Required work
**1.** In the passage on impostor syndrome, the Impact Statement technique comes from which kind of therapy?
**2.** From the passage on impostor syndrome, print the part that opens with the words containing "List The named-emotions" and closes with "or just after.".

Passage shown
Become the UX researcher on the topic of your own impostor syndrome and gather insight: 

    • Use a mood tracker or other type of journal-tracker to annotate when feelings of impostorism bubble up to the surface.

    • Document the context, describing:

Where you are + time of day

Where you were just prior

Where you’re going next

the specific unfiltered thoughts & scenarios that are occurring to you surrounding your career, vocation or academia

List The named-emotions that you feel, and scale them from 0%-100%

A description of the somatic experience, or, how our bodies feel at the moment that we are experiencing the phenomenon

    • Look for patterns or “hotspots” in your routine where the phenomenon tends to appear most often; look for common factors at play such as hunger, specificity of locale, and common professional situations happening just prior or just after.

It’s easy for the mind to fabricate a worst case scenario, but it takes intention and purpose to intercept that automatic thinking with a revised and more balanced scenario. This step is largely inspired by the technique found in Cognitive Processing Therapy known as the Impact Statement,

  • The journal of your unfiltered negative self-perceptions or doubts about your job or career is the source of prime data that we need in order to deconstruct our automatic thoughts using process-driven validation and logic; 
  • Journal an impact statement about your impostor syndrome in your next moment of downtime:

Write down what your impostor syndrome means to you. Why do you think it occurs? How does it impact your thoughts, perceptions and beliefs about yourself, others and the world in general?

  • Systematically review your journaling, highlighting any cognitive distortions that emerge. Notice if you find yourself casting excessive internal self-judgements simply for having a distorted thought in the first place. This article from Mind My Peelings offers structured insight into what cognitive distortions are, and how to approach countering them. If you really want to go in-depth on individual thoughts that feel distorted, you can try out the Alternative Thoughts Worksheet offered in CPT;
  • Rewrite the impact statement as a more balanced scenario; one that is more realistic and makes use of the grey area. At the end of this revised statement, include a list of vocational achievements as well as positive experiences you’ve had in the context of vocation; 
  • Throughout this process, remind yourself about your basic humanity, which already exist prior to any discussion about socioeconomic or vocational output and worth;

 

According to Dr. Marsha Linehan, all of the emotional experiences that we can name have associated somatic experiences attached to them. Anxiety and shame can feel very uncomfortable in our bodies. One strategy for dealing with uncomfortable physical sensations as a result of strong emotion is to use techniques for sensory downregulation when we experience them, in tandem with the active adoption of new mental models offered by therapy. For example: when we’re sobbing, we may physically rock back and forth as a mechanism for self-soothing.

Records supplied
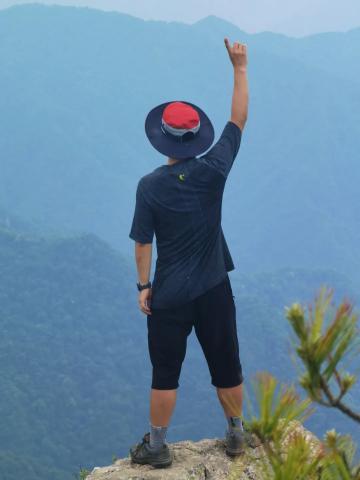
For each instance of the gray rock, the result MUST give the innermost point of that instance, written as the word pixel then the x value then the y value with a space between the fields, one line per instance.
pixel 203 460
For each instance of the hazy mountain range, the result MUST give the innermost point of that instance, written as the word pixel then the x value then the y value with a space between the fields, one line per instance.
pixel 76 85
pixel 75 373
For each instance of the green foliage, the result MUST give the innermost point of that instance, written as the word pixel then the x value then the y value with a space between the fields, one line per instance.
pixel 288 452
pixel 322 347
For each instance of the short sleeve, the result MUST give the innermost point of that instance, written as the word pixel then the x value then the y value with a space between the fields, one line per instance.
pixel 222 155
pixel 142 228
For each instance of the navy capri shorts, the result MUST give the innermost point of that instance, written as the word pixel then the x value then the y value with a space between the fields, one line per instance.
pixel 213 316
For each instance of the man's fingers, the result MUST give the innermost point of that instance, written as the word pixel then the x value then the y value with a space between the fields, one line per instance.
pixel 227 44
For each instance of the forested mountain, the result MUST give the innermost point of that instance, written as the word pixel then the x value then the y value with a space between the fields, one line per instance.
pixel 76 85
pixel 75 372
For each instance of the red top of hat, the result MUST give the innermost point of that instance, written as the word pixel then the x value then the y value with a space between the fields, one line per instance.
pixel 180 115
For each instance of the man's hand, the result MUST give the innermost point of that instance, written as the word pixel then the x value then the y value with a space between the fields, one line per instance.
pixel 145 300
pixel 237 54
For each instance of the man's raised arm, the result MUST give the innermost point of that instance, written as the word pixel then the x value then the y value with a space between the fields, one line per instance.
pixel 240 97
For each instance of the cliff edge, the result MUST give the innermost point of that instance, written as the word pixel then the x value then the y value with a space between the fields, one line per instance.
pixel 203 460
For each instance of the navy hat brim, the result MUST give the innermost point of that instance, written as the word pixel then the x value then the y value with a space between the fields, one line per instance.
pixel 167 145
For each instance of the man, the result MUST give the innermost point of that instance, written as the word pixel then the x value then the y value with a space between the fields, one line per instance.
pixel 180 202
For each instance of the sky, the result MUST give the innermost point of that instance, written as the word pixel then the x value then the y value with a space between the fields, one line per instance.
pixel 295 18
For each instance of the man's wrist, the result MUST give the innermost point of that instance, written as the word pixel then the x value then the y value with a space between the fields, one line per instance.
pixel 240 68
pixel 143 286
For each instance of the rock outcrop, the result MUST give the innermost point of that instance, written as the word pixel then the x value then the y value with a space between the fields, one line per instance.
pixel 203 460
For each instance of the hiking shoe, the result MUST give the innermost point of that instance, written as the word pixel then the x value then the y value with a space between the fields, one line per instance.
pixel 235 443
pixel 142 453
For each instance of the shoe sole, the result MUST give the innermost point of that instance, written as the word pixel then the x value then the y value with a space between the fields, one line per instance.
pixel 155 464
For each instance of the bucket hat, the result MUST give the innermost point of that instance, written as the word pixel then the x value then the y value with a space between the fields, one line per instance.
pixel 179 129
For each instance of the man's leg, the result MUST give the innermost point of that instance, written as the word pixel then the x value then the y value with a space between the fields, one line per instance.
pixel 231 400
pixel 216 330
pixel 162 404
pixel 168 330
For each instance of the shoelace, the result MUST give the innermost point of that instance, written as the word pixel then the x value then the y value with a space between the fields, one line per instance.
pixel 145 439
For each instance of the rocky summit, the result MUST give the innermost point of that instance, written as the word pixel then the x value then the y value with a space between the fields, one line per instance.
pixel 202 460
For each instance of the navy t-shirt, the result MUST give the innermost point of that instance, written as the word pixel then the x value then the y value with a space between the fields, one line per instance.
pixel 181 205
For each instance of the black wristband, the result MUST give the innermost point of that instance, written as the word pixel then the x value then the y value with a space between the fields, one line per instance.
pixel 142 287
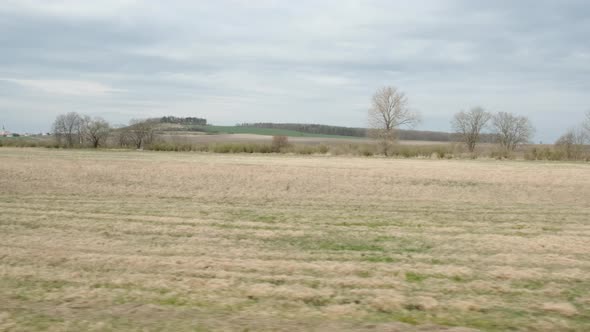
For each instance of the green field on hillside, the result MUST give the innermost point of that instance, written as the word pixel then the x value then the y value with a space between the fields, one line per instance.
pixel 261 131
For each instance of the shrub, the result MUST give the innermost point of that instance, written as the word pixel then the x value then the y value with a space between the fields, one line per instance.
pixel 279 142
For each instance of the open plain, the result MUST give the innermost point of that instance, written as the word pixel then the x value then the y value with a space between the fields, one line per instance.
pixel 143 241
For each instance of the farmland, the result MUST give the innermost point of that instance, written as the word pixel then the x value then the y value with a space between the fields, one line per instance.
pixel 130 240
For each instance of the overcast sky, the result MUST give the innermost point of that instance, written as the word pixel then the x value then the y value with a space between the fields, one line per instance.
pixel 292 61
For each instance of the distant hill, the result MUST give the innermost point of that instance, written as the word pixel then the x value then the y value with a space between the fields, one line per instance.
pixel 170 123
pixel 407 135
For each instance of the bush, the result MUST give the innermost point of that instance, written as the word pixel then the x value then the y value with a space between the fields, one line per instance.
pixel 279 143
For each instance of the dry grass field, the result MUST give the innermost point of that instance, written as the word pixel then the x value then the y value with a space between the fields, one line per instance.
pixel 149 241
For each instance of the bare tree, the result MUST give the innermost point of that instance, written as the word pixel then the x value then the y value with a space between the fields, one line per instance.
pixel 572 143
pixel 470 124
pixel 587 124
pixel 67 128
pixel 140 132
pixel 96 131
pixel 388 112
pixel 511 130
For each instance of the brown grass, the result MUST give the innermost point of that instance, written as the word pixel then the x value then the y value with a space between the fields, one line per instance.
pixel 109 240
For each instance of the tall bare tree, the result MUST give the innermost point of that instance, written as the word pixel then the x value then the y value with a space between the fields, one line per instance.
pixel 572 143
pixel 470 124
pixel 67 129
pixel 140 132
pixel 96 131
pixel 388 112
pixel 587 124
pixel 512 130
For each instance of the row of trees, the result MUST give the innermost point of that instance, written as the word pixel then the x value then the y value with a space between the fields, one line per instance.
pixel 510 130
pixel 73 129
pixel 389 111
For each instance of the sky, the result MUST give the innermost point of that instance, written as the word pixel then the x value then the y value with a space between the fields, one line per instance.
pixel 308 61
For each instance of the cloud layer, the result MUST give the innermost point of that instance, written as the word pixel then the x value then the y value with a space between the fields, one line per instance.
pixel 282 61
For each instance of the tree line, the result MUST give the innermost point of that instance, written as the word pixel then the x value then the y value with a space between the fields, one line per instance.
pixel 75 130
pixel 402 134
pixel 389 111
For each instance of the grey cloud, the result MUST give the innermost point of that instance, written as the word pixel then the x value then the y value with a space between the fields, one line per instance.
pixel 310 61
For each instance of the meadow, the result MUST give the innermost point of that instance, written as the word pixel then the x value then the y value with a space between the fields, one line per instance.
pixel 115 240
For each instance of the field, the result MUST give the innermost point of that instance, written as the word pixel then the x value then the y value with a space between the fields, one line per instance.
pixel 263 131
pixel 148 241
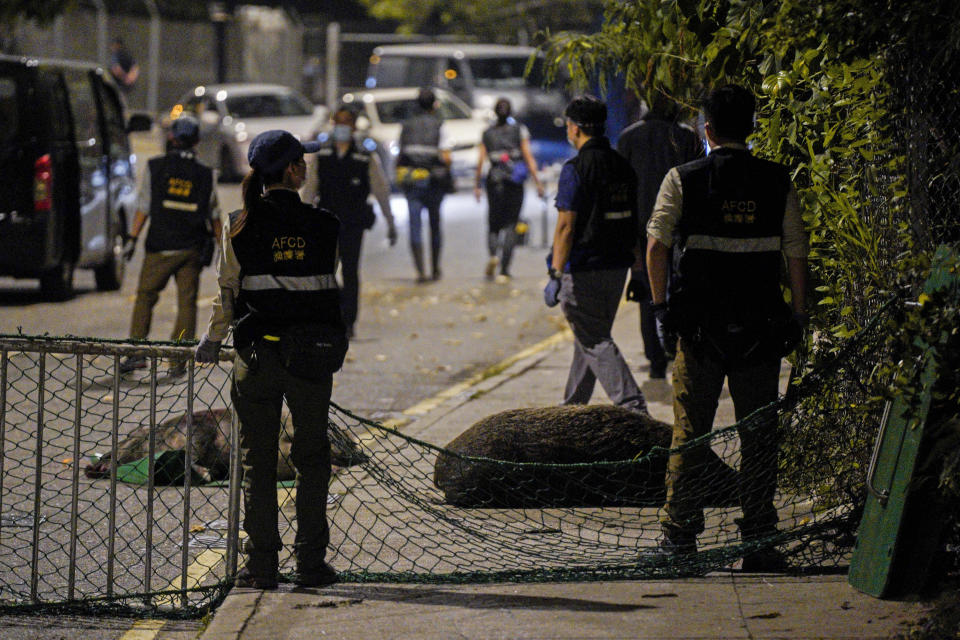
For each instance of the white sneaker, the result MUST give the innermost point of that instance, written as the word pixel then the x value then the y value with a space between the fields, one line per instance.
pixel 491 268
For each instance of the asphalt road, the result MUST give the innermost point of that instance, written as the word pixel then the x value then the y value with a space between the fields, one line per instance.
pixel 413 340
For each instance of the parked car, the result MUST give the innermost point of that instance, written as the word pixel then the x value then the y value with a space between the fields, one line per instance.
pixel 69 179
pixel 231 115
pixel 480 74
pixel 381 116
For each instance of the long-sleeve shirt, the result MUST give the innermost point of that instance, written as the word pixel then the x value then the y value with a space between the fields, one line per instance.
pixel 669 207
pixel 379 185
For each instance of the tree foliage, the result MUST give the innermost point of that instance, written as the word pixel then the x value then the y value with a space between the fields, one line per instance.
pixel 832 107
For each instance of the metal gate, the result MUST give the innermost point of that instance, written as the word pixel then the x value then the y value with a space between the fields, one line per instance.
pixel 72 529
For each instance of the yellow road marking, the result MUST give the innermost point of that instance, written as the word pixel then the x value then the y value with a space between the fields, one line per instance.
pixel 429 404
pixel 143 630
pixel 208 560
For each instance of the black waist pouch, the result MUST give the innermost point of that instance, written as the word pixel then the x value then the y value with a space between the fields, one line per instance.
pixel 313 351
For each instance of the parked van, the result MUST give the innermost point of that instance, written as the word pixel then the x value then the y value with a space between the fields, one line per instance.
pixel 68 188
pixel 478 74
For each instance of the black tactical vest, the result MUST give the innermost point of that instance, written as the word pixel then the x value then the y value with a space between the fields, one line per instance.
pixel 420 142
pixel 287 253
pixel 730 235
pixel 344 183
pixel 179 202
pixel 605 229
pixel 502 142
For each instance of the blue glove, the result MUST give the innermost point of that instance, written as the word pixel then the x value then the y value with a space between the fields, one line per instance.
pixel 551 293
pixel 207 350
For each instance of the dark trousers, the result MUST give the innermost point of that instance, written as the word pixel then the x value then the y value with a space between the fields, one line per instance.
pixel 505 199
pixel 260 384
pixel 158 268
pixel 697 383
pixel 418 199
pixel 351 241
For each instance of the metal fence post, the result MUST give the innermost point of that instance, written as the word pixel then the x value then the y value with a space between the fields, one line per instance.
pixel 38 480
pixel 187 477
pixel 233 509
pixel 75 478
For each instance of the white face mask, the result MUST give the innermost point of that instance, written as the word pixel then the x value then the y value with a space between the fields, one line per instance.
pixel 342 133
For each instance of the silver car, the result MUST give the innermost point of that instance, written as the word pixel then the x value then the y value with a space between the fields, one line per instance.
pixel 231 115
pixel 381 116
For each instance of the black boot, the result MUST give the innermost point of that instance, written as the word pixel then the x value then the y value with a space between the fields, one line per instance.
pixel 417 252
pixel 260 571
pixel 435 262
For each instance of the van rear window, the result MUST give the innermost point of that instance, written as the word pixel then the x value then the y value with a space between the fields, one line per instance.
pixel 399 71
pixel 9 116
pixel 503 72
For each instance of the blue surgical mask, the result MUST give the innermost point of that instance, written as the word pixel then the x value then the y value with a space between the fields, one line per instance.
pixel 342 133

---

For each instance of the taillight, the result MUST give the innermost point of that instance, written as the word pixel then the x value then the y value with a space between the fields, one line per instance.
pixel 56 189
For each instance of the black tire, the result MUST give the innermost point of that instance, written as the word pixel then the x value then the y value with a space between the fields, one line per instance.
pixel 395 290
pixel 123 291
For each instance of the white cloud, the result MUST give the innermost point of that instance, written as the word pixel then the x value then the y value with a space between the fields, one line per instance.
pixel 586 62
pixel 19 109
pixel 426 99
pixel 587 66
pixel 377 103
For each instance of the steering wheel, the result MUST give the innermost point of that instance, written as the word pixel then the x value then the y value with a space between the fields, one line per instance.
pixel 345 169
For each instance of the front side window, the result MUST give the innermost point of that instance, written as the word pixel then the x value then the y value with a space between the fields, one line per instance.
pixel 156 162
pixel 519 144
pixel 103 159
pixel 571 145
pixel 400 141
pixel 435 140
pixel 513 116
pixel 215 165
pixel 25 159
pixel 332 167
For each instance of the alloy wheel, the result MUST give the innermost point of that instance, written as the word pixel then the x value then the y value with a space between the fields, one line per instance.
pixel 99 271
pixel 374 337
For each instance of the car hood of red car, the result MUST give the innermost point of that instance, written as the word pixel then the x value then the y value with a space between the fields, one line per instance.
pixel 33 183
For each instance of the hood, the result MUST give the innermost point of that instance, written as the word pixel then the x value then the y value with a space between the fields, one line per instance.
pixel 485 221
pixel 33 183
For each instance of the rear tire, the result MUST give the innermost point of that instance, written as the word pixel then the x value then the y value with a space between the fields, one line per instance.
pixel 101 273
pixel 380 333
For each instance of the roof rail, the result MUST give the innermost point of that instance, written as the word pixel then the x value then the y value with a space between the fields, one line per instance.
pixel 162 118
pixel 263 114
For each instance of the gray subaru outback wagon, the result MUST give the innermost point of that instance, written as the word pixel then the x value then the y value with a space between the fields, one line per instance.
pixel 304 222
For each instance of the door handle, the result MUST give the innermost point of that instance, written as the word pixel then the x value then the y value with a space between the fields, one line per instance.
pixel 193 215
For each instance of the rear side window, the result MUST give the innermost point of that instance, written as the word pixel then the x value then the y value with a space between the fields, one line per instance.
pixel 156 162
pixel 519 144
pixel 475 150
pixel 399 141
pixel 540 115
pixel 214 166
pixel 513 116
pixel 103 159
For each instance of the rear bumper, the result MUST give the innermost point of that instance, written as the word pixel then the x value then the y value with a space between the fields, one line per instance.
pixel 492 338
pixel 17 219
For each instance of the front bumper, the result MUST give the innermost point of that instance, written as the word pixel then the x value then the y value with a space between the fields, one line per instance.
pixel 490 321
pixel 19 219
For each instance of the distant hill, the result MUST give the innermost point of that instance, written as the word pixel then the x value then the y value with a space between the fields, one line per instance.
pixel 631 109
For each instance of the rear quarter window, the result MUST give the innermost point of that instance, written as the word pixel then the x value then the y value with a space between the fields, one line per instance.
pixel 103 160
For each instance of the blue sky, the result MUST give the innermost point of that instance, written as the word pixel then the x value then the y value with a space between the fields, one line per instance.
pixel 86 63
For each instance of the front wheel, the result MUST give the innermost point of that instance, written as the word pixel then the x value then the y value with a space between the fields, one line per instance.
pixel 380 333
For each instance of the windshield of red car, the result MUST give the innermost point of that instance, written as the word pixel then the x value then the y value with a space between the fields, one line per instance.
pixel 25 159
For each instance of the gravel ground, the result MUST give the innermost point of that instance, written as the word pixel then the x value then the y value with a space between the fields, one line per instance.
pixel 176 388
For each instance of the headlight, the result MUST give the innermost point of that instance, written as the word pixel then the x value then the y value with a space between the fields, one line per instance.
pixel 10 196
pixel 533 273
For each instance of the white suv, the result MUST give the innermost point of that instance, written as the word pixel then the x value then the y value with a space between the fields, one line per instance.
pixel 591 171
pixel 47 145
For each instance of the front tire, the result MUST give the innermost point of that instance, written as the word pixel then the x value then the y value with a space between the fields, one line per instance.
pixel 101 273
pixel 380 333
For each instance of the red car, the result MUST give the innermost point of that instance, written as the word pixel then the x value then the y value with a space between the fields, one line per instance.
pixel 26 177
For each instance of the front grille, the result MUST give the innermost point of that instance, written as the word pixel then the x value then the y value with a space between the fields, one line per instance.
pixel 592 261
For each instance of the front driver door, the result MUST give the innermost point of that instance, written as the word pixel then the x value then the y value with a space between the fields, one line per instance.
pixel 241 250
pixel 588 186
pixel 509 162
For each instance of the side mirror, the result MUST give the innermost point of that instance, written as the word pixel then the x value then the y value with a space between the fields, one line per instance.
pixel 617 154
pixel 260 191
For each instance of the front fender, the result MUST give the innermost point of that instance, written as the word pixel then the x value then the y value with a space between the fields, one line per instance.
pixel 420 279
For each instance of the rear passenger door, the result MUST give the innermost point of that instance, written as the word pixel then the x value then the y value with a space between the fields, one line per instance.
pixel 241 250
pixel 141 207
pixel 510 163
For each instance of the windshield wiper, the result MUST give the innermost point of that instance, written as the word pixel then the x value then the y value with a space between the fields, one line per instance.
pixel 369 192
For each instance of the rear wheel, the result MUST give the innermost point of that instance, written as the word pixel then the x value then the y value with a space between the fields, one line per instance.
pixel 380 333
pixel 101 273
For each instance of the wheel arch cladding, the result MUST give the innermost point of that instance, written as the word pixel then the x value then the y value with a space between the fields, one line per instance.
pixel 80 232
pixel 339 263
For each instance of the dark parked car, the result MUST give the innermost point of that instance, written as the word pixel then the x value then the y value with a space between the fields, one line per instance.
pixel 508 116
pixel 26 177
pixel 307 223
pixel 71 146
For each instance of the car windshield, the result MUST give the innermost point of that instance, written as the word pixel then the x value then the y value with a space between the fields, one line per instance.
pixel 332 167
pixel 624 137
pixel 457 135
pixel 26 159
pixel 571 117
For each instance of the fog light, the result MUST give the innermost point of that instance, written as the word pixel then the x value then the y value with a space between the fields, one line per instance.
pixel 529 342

* * *

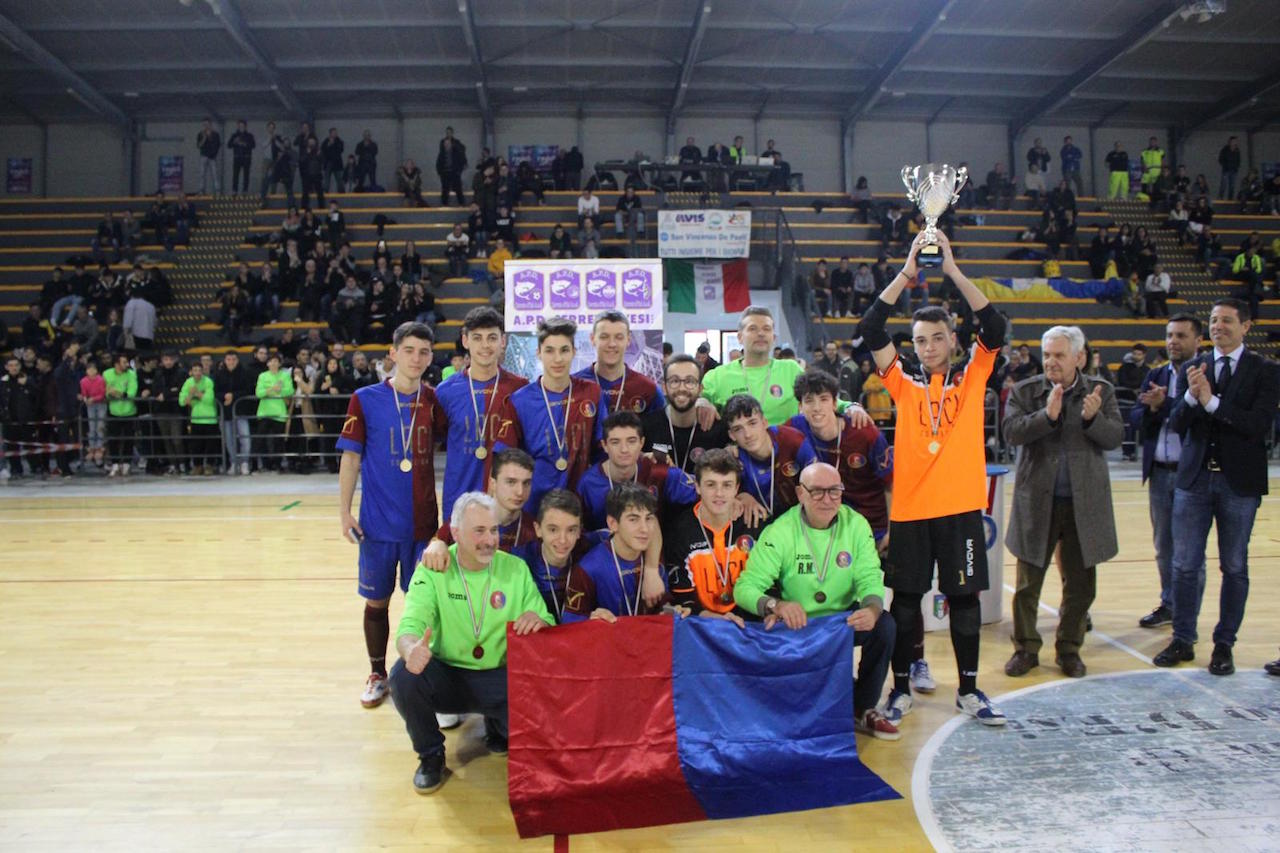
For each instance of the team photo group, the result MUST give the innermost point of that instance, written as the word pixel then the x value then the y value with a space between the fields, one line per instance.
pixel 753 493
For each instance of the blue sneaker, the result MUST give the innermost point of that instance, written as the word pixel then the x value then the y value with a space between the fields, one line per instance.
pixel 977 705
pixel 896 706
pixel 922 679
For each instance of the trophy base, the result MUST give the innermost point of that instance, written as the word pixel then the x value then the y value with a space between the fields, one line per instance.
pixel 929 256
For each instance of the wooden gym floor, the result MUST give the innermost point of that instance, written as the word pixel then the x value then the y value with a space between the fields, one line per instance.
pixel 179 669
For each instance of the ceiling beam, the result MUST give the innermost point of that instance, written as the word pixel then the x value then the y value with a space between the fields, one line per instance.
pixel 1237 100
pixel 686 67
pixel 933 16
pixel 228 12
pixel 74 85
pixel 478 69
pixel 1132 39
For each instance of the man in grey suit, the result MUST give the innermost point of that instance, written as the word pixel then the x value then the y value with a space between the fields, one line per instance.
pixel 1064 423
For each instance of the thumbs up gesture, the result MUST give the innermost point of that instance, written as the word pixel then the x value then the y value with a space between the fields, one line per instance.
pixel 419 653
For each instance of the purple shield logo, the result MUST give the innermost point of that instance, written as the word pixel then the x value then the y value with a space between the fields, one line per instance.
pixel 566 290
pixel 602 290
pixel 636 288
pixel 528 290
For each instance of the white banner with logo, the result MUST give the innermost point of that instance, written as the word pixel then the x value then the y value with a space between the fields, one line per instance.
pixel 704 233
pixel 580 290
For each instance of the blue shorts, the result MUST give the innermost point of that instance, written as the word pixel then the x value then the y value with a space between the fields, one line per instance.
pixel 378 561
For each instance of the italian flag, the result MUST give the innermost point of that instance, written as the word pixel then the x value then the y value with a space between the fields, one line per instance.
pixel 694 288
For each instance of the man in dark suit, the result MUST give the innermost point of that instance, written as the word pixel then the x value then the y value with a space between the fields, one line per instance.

Responses in order
**1.** Cognitive Processing Therapy

**2.**
List The named-emotions that you feel, and scale them from 0%-100%

A description of the somatic experience, or, how our bodies feel at the moment that we are experiencing the phenomenon

    • Look for patterns or “hotspots” in your routine where the phenomenon tends to appear most often; look for common factors at play such as hunger, specificity of locale, and common professional situations happening just prior or just after.